SERIE DI ESERCIZI →
A: Rispondi in base al brano sulla topofilia:
(i) Da quali parole greche deriva il termine "topofilia" e che cosa significano?
(ii) Quale geografo ha fatto della topofilia il concetto alla base della sua riflessione?
(iii) Da quale punto di vista la geografia umanistica studia il territorio?
B: Sostituisci "territorio" con "spazio" nel brano sulla topofilia e riporta il tratto che inizia con le parole "Il geografo cinese" e termina dopo "significati gli attribuiamo?".

BRANO SELEZIONATO →
Oggi parliamo di topofilia: il rapporto di profondo attaccamento che lega le persone ai luoghi. La parola deriva dal greco tópos che significa luogo e philía, amore. E tutti l’abbiamo sperimentata perché è proprio dalla topofilia che nasce il senso di appartenenza. A una città. A un quartiere. Persino ai colori di un paesaggio. L’amore per un luogo, infatti, fa sì che questi entri nel nostro immaginario, nella sfera emotiva e spirituale. Che sia sedimento della memoria e perno della nostra identità profonda. Come la casa che abbiamo abitato da bambini, la strada in cui giocavamo fino a tarda sera, la spiaggia delle nostre vacanze o la meta di un viaggio che abbiamo sognato e mai realizzato. Una topografia privata, insomma, che abita nella nostra interiorità.
Il geografo cinese Yi-Fu Tuan ha fatto della topofilia il concetto alla base della sua riflessione. L’opera “Topophilia. A Study of Environmental Perception, Attitudes and Values” (1974) può essere considerata il cardine della geografia umanistica. Che studia il territorio non da un punto di vista quantitativo e matematico, ma dal punto di vista soggettivo. Come lo percepiamo? Quali sono le nostre proiezioni su di esso? Quali sentimenti ci muove? Quali significati gli attribuiamo?

DATI FORNITI →

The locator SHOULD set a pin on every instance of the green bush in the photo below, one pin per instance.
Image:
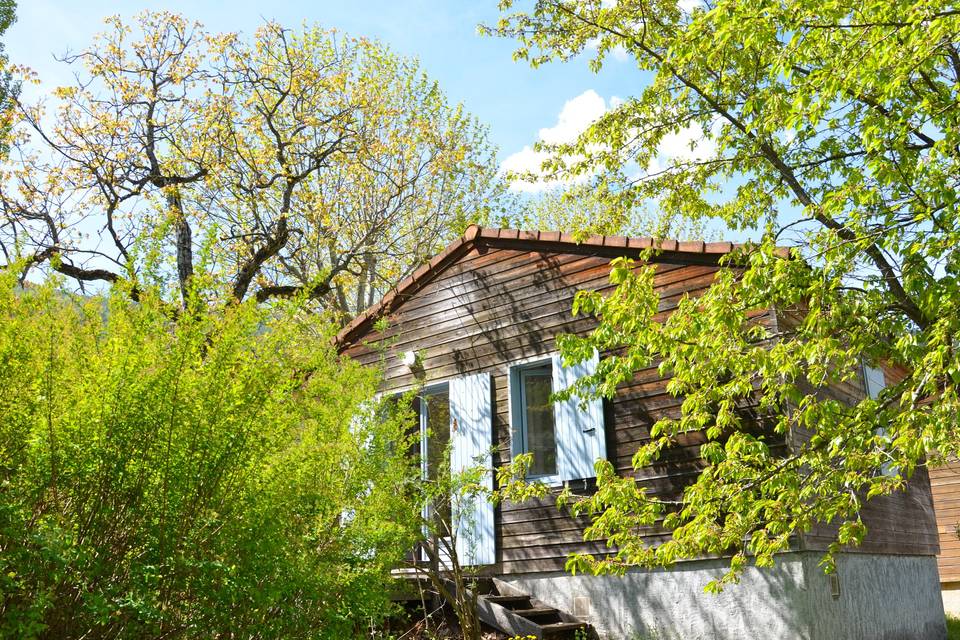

SOLUZIONI ESERCIZI →
A:
(i) Da tópos, che significa luogo, e da philía, amore.
(ii) Il geografo cinese Yi-Fu Tuan.
(iii) Dal punto di vista soggettivo, non da un punto di vista quantitativo e matematico.

B:
Il geografo cinese Yi-Fu Tuan ha fatto della topofilia il concetto alla base della sua riflessione. L’opera “Topophilia. A Study of Environmental Perception, Attitudes and Values” (1974) può essere considerata il cardine della geografia umanistica. Che studia il spazio non da un punto di vista quantitativo e matematico, ma dal punto di vista soggettivo. Come lo percepiamo? Quali sono le nostre proiezioni su di esso? Quali sentimenti ci muove? Quali significati gli attribuiamo?